* **Задания**:
1 – Переведите на английский предложение «Взрослые вытаскивали лавки и стулья.» из текста о детстве во дворе.
2 – Ответьте по тексту о детстве во дворе на три вопроса:
(a) Что мужики часто собирали во дворе дома?
(b) Кто руководил детьми при подготовке концерта?
(c) Где вместе работали жители дома?
3 – Продолжите текст о детстве во дворе с последнего предложения, сохранив его тон и манеру.

* **Исходный текст**:

····················

Когда была маленькой, во дворе дома мужики часто собирали кому-нибудь дачные домики, а потом отвозили их на дачные участки. И в одно лето, мы, мелкие дети, придумали использовать недостроенный домик как сцену и дать концерт. Всеми руководила девочка постарше из соседнего подъезда. Долго готовились, подбирали каждому выступление под его таланты. И наконец-то развесили объявления на подъездах.

Вечером после работы почти весь дом вышел на улицу. Взрослые вытаскивали лавки и стулья. Мы пели им песни, рассказывали стихи, танцевали…

Новый год поначалу тоже отмечали всем домом, все друг друга знали много лет, вместе работали на кирпичном заводе и жили до этого в красном доме на Лавочкина.

····················

* **Выдержка из данных**:
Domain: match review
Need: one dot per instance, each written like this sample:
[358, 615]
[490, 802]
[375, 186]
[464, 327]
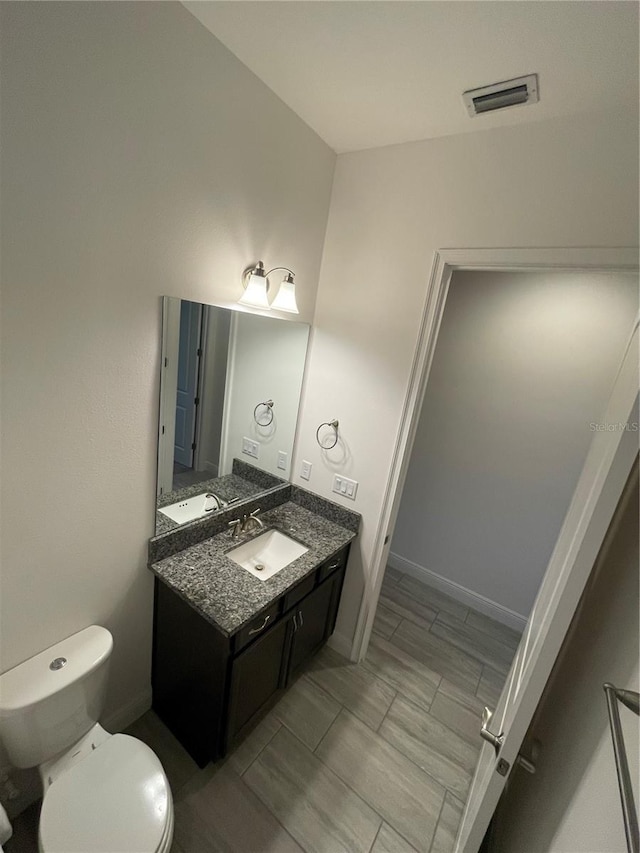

····················

* **Ответы по заданиям**:
1 – The adults brought out benches and chairs.

2 –
(a) Дачные домики.
(b) Девочка постарше из соседнего подъезда.
(c) На кирпичном заводе.

3 –
А потом с Лавочкина все сюда и переехали. В левом подъезде на втором этаже накрывались столы. А на первом этаже танцевали. Молодые были тогда родители, ещё никому и сорока не было. Да и почти все взрослые одного приблизительно возраста въехали.

Дружно жили, дружный был дом, если кто-то уходил на работу, а бельё сушилось на улице, то соседи, кто дома оставался, бельё собирали.

За домом были огороды. Бывало, несёшься по улице, забежишь на огород, выдернешь морковку, тут же её помоешь в бочке с водой, найдешь стекло от бутылки, поскребешь, опять пополощешь – и в рот. И ничем при этом не болели, никаких тебе кишечных инфекций».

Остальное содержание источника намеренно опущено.